Records excerpted from a collection:
===

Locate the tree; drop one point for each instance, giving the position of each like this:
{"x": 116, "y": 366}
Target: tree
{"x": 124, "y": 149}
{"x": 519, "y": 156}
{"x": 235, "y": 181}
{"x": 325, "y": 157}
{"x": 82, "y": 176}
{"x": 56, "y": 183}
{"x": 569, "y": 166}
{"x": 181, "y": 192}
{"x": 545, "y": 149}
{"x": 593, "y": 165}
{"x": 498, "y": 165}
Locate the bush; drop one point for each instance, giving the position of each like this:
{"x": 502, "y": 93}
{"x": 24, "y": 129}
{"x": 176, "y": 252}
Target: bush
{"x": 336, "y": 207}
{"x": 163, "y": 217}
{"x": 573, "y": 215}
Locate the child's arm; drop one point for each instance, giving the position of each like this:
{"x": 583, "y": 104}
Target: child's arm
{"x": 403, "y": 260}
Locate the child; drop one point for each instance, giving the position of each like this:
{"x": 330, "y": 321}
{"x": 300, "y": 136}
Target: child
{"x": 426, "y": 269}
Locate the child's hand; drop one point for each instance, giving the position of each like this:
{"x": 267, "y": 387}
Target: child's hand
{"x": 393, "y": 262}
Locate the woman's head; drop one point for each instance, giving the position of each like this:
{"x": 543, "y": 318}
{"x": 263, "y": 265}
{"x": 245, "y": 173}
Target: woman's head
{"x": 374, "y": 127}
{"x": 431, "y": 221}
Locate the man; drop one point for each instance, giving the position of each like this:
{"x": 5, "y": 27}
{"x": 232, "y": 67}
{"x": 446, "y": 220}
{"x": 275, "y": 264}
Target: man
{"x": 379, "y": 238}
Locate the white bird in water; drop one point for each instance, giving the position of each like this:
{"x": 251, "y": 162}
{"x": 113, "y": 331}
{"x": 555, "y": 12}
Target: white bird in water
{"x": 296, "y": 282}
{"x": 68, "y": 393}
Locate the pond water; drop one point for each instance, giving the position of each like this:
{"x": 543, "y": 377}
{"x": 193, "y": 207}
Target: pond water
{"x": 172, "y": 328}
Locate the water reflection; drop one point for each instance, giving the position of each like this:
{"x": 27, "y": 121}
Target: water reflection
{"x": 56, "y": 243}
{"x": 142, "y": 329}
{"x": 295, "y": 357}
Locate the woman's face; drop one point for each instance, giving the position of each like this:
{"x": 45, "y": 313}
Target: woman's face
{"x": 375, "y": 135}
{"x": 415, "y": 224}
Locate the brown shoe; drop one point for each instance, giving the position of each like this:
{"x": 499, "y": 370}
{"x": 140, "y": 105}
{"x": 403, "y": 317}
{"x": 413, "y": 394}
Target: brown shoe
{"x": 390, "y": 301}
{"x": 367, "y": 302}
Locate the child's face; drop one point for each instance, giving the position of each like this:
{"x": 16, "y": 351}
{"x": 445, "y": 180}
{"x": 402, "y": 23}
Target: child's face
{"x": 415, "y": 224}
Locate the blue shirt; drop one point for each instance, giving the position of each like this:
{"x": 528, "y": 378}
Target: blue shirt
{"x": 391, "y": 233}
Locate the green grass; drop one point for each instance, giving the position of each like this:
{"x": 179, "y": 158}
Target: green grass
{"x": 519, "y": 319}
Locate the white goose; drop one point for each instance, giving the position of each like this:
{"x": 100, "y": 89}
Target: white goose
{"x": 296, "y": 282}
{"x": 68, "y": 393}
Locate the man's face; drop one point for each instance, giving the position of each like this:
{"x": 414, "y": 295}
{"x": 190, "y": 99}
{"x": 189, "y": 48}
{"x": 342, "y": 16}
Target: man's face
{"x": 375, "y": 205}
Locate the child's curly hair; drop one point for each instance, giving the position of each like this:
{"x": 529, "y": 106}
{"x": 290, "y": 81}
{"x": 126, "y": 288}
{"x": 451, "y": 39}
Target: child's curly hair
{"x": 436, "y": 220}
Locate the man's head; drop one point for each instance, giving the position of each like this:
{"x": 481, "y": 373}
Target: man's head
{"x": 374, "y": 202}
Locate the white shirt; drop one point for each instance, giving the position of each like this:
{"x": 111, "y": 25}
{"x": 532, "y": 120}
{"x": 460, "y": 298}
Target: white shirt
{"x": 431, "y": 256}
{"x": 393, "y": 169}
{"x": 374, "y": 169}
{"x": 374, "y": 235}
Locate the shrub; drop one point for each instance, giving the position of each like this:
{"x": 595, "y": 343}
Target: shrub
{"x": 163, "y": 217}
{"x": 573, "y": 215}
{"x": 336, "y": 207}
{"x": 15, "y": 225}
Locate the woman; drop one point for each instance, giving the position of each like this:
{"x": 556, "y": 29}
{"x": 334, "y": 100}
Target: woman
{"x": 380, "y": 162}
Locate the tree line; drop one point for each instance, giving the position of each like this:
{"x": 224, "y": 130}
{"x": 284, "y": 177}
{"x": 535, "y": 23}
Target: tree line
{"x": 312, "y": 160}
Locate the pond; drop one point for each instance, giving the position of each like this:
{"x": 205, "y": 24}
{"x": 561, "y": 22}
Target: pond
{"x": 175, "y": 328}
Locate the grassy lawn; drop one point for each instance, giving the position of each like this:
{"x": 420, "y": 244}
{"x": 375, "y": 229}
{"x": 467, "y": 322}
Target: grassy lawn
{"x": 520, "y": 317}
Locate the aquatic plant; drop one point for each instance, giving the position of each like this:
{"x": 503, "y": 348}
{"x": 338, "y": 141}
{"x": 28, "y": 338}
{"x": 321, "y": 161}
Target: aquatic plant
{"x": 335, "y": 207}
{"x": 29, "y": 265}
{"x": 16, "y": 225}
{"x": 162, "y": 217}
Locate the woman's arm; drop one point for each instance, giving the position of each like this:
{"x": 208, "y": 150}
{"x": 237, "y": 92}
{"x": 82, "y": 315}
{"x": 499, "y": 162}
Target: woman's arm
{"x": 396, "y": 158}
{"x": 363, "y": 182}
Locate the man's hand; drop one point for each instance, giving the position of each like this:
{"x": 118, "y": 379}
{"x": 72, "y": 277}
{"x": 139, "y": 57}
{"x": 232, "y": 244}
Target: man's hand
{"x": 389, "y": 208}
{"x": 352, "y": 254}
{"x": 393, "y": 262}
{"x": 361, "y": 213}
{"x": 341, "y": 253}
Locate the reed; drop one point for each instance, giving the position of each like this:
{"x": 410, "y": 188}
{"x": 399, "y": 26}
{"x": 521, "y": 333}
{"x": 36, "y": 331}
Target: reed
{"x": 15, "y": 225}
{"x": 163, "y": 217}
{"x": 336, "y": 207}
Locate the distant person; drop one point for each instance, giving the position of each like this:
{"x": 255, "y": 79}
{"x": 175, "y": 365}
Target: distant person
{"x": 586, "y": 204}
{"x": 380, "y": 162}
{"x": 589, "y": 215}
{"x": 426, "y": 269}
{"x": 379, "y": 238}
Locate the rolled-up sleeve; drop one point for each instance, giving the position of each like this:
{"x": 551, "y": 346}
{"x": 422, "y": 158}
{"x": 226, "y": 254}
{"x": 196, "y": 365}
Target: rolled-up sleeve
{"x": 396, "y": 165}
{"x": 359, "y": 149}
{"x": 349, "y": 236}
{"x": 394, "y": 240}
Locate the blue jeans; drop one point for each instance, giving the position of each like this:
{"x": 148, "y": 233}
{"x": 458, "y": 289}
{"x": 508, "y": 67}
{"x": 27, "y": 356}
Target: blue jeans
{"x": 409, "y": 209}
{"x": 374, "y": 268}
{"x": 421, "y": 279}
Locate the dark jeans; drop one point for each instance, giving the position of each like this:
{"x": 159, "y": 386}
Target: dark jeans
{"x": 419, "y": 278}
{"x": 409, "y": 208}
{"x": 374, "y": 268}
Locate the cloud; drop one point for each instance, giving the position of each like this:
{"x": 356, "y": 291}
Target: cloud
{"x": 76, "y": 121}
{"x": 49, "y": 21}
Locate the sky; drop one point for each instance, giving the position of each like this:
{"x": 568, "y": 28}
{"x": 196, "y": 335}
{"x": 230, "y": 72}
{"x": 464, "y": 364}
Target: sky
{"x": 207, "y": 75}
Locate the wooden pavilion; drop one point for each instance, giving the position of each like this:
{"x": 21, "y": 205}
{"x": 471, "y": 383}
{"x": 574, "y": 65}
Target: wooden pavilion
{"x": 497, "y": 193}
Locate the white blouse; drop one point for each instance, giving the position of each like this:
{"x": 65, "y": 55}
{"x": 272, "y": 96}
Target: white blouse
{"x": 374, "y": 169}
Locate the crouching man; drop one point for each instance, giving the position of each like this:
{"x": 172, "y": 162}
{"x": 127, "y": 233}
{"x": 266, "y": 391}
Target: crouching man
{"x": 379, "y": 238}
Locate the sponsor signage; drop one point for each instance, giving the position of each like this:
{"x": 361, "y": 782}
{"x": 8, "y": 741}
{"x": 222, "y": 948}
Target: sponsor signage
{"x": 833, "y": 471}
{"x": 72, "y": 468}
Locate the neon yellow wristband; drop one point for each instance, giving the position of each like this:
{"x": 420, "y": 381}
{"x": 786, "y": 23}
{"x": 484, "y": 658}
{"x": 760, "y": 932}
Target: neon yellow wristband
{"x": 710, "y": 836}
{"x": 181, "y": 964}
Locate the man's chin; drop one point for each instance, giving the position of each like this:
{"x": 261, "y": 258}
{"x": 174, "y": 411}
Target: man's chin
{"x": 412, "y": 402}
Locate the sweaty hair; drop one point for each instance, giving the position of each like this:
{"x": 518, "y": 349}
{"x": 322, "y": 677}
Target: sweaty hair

===

AIM OF THE EXERCISE: Wherever a line in the data above holds "sweaty", copy that line.

RESPONSE TO THIS TASK:
Locate the sweaty hair; drop one point for each instance, giving the position of each like this:
Target: sweaty hair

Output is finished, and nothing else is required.